WHAT YOU WILL DO: Give back every line of the material exactly. Skip the pictures.

DATA FOR THIS EXERCISE:
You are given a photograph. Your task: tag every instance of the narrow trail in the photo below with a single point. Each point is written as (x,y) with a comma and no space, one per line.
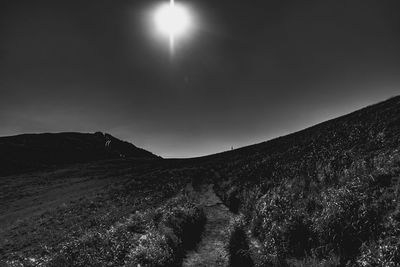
(211,251)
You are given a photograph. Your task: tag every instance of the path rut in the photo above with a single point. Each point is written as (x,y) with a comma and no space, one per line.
(211,251)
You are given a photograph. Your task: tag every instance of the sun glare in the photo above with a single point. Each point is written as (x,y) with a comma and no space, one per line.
(173,21)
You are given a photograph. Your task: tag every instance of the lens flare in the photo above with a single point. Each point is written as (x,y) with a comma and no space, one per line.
(173,21)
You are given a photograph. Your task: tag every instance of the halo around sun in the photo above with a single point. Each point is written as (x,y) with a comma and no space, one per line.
(172,21)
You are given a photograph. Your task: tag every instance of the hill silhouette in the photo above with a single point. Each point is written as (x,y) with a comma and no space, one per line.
(33,151)
(325,196)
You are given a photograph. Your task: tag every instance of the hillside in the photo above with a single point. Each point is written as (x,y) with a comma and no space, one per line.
(34,151)
(328,192)
(324,196)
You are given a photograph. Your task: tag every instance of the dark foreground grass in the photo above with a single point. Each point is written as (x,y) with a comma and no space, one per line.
(155,237)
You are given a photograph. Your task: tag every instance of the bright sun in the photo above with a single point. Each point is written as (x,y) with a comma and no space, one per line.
(173,21)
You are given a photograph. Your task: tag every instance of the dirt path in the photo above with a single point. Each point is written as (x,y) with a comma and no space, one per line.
(211,251)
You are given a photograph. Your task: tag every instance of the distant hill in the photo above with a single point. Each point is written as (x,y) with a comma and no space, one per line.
(33,151)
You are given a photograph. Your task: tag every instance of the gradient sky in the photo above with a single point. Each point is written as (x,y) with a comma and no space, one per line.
(251,71)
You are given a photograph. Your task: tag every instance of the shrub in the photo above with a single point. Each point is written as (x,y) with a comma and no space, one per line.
(348,217)
(282,226)
(386,250)
(156,237)
(238,246)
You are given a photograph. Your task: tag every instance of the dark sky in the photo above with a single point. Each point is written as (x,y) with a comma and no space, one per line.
(251,70)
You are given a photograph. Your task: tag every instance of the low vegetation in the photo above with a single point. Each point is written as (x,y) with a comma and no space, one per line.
(326,196)
(155,237)
(238,246)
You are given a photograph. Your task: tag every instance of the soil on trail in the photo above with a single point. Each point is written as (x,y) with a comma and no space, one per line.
(211,251)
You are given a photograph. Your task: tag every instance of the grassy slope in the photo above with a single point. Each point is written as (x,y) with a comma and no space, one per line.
(325,173)
(303,174)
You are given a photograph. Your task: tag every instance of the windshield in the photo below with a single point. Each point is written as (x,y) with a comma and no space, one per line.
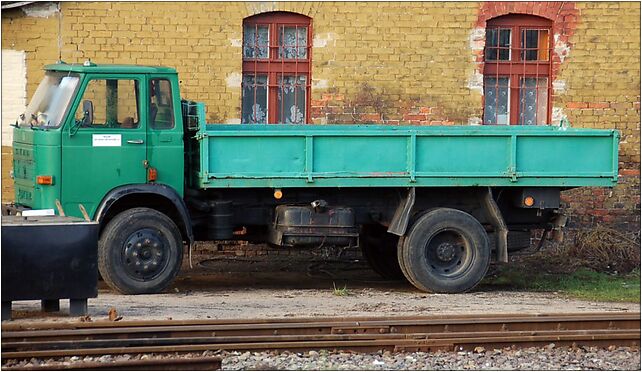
(51,100)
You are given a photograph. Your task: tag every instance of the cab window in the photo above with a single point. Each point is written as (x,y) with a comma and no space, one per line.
(114,101)
(161,111)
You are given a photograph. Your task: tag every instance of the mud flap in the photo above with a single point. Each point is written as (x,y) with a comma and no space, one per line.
(401,218)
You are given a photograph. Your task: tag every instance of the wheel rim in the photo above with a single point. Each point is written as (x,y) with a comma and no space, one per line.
(449,254)
(145,254)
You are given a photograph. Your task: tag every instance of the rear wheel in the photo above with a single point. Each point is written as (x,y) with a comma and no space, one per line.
(380,250)
(445,251)
(140,251)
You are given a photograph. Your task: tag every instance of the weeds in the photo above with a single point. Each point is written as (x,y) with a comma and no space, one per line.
(342,292)
(606,250)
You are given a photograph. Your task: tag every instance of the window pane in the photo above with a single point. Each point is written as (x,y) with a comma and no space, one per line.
(114,103)
(161,114)
(496,100)
(533,101)
(497,44)
(291,99)
(534,45)
(256,41)
(293,42)
(254,105)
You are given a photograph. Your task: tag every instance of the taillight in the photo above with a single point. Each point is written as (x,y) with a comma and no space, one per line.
(44,180)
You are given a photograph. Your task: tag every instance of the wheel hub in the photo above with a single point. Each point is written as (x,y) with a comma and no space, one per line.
(446,251)
(144,254)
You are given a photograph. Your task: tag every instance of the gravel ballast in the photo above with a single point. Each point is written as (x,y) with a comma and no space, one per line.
(548,358)
(543,358)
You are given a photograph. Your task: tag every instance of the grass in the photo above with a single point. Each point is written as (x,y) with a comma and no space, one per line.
(342,292)
(583,283)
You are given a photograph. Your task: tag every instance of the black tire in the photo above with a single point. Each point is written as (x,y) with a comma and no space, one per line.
(445,251)
(140,251)
(380,250)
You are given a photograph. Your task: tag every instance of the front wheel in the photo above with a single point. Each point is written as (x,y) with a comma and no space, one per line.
(140,251)
(445,251)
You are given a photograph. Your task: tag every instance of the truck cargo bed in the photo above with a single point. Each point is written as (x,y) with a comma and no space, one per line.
(388,156)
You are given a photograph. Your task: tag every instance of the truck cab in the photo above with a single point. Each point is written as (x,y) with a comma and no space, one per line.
(98,128)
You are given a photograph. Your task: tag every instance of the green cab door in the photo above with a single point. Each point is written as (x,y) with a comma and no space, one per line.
(165,131)
(108,151)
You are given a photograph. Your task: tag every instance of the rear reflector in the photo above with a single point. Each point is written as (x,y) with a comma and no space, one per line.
(44,180)
(152,174)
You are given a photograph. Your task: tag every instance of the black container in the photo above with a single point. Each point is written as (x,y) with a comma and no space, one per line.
(48,259)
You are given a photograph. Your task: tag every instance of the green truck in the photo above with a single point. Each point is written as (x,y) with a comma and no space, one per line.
(434,205)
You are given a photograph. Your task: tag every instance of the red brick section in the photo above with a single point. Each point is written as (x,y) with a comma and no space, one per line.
(336,109)
(618,208)
(564,16)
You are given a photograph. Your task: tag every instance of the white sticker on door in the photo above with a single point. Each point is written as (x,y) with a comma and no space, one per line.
(106,140)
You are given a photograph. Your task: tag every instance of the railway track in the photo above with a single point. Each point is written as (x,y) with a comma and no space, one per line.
(367,334)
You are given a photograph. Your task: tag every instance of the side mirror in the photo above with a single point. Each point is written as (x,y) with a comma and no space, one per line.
(88,110)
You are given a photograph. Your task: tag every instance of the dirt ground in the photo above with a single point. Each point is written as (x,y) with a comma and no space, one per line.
(241,288)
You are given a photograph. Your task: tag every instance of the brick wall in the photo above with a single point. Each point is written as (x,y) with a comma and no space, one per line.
(394,63)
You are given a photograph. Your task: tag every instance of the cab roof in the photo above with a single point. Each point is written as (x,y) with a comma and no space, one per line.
(109,69)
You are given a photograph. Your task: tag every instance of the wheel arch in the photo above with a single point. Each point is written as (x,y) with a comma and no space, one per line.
(159,197)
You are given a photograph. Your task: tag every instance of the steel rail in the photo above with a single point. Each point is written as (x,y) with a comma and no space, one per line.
(134,342)
(389,325)
(452,344)
(146,323)
(356,334)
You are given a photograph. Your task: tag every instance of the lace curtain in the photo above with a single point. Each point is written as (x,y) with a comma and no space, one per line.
(496,99)
(254,105)
(533,101)
(291,99)
(255,41)
(293,42)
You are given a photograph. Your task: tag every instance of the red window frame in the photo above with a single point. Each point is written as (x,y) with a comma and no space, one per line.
(516,68)
(274,66)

TASK RESULT:
You are given a photograph. Your task: tag every instance of the narrow trail in the photo below with a single point. Each point is written as (x,y) with a comma and no space, one per line.
(211,251)
You are given a photograph. Your task: tag every instance of the path rut in the photo above with a single point. Each point is written as (x,y) with a comma and no space, one per line.
(211,251)
You are given a photograph. Your task: tag every instance of the sun glare in the photo above with a single point. Each point is written as (x,y) with a comma and no space, one per line.
(173,21)
You are given a photograph. Your task: tag every instance of the lens flare in the photo above with a single point. Each point is written as (x,y) with a comma and no space, one per line.
(173,21)
You are given a photograph. Your task: tag every instance of the halo around sun in the photo above with a single point. Each point is written as (x,y) with a comma and no space, one per line.
(172,21)
You are given a photograph. Your task: tag every instance of the hill silhouette in the photo above with a single point. Each point is written as (x,y) with a comma and no space, one per line.
(33,151)
(325,196)
You are given a photograph. Your task: tag every instance of the hillside in the photo above with a single point. Each point is written as (x,y) with a comma and no space, one per line.
(34,151)
(328,192)
(324,196)
You are given a photograph. Your task: tag every instance of the dark foreground grass in the photo above with a single point. Each point is written as (x,y) with a comma and no space, one per line.
(155,237)
You are given a photograph. Your task: tag every instance of the bright sun in the photo above with a single point. Each point is written as (x,y) with a comma and no space, one per line.
(173,21)
You are given a photograph. Your task: tag every instance of the dirt path in the photo above with a single point. Each point is written as (x,y) with a comma and no space, one per line.
(211,251)
You are given a photograph. Your task: tag every instance of the distant hill in the photo above with a single point. Each point is written as (x,y) with a comma and no space, one per line.
(33,151)
You are given a photograph. Your task: tag every instance of the gradient sky in the photo above with a single point. Each point is written as (x,y) with a comma and no space, one per line.
(251,71)
You are given a photograph. Your task: tag every instance of the shrub in the photo above with a single point. Each point is written as (x,y) with a comma and no space, one per line.
(348,217)
(282,226)
(386,250)
(156,237)
(238,246)
You are given a photograph. Your task: tag every instance of the dark sky in the photo above with a single point. Each point is written as (x,y) with a comma and no space, one per line.
(251,70)
You are given a photograph. Your task: tag every instance of the low vegetation in the photo above with a single point. Each point is written as (x,y) with a comma and no space, one per line.
(326,196)
(155,237)
(238,246)
You are given a photograph. Your task: tag every instance of the soil on trail in the photo above with a single point. Each point is written as (x,y) with a comma and no space, one per line.
(211,251)
You are given a photograph. Your task: tag every instance of the grassy slope in the photo above with a single point. Each point is written as (x,y) with a comma and no space, one per line.
(325,173)
(303,174)
You are given a photograph. Your task: tag every instance of the windshield in the photo below with a single point. Each point is written as (x,y) with a comma and no space, one per line.
(51,100)
You are given a photograph. Your task: tag every instance of the cab window in the photo above with a single point. Each point is written as (x,y) with a comma and no space, one per line.
(114,101)
(161,111)
You are given a photograph. Your task: tag every instance of the mud flap in the photo above with a single point. Each point is written as (x,y) with a comma and no space, one per line.
(401,218)
You are given a photograph. Your task: tag every instance of the wheel rim in the photo above with a single point. Each point is written as (x,y) with a comma and no space, one per line.
(449,254)
(145,254)
You are given a photograph. Your task: tag every instance of the rear wheel in the photo above with a single point. Each point is written as (x,y) with a comma and no space, one per line.
(380,250)
(445,251)
(140,251)
You are given a photograph. Your task: tag every instance of the weeds in the photo above with a single point. Each point is written as (x,y) with a comma and no space, one per line.
(342,292)
(606,250)
You are given a photograph. Your task: tag every instance of the window pane in the photo above with a single point. Each point is written as (x,y) with a comma and no space, one per line.
(114,103)
(161,114)
(496,100)
(533,101)
(497,44)
(291,99)
(534,45)
(256,41)
(293,42)
(254,105)
You are given a photograph. Your task: tag every instance of the taillight in the photo above with a single point. Each point is written as (x,y) with a comma and no space, one per line.
(44,180)
You are given a photograph. Your task: tag every instance of the wheel hub in the photo above with a single point. Each point is written as (x,y) with a comma and no space, one per line.
(446,251)
(144,254)
You are given a photograph. Your task: tag every instance of the gravel ballast in the photo above with a single point. Each point is written as (x,y) with a comma and no space, one per line.
(548,358)
(543,358)
You are given a photograph. Your task: tag every instance of the grass in the photo above with a single point. Each point is written as (x,y) with a comma and no space, one per line.
(342,292)
(583,283)
You are given a photograph. Your task: tag every instance of the black tire in the photo above with a single point. Each point is written as (x,y) with a comma and no space, one per line.
(445,251)
(140,251)
(380,250)
You are given a photograph. Your task: tag every instance of the front wheel in the photo above with a single point. Each point is written as (x,y) with a comma and no space, one per line.
(140,251)
(445,251)
You are given a photograph. Your task: tag every instance of the truck cargo bed in the photo above with a single point. Each point is written as (x,y) with a comma and no space, one per line.
(388,156)
You are given a photograph. Your task: tag every instance of the truck cab in the photo above with a single point. Each point is written as (x,y) with a comma and no space, one per line.
(98,128)
You are given a photograph. Your task: tag every instance of the green cab door in the photo above with a single point. Each point is written as (x,y) with a comma and no space, one per line.
(165,131)
(108,151)
You are given a photograph. Your task: tag every instance of the rear reflector in the photo above with a single point. Each point is written as (x,y) with a comma and no space, one per line.
(44,180)
(152,174)
You are given a photograph. Your task: tag every instance of the black container in the photo above with a single point. Each point is written as (x,y) with a comma and no space, one per line.
(48,259)
You are given a photograph. Your task: tag every instance of the green truck in the photo above with a single point. Each point is written as (x,y) with a comma and no space, one per line.
(434,205)
You are given a photograph. Your task: tag every instance of the red brick section in the photo above with a single point. Each point is written as (x,y) with a comma and no space, one per line.
(336,109)
(618,208)
(564,16)
You are given a photograph. Your task: tag every instance of the white sticker on door in the photo above with a single point. Each point is written as (x,y) with a comma and no space, one per line.
(106,140)
You are given a photograph. Your task: tag every instance of the railway track in the photo above with a single point. Each point is written as (x,y) with a comma and no space, one per line.
(367,334)
You are given a photograph. Your task: tag every instance of the side mirror in the photo above with a single point. Each point is written as (x,y) with a comma and no space, one per line.
(88,110)
You are given a photograph. Your task: tag every instance of the dirt ground in the photo above with a single point. Each point is written as (x,y) with a comma and no space, one per line.
(241,288)
You are given a photograph. Your task: tag every instance of the brick wall in the photo above with a single point. Each point is written as (x,y) with a comma and no space, one per line.
(394,63)
You are given a photograph. Your task: tag every instance of the cab roof in the photo above with a single point. Each point is written as (x,y) with a comma and no space, one per line.
(109,69)
You are given a photograph. Your task: tag every instance of the wheel arch in the photo above with a single point. Each point is written as (x,y) with a comma and no space, one per line.
(159,197)
You are given a photograph. Your task: tag every instance of the steel rail in the photo above with a single point. Each point is written as (x,y) with a comma and no space, one per line.
(134,342)
(389,325)
(452,344)
(146,323)
(356,334)
You are given a photograph. Your task: tag every instance of the lace curtain in the photo above with a single point. Each point is written as (x,y) with a comma and no space, one per line.
(496,99)
(254,105)
(533,101)
(291,99)
(255,41)
(293,42)
You are given a photograph. Your task: tag every instance of the red window frame in the photo above with a single point. Each point is written as (x,y) with a comma and no space, one per line.
(516,68)
(274,66)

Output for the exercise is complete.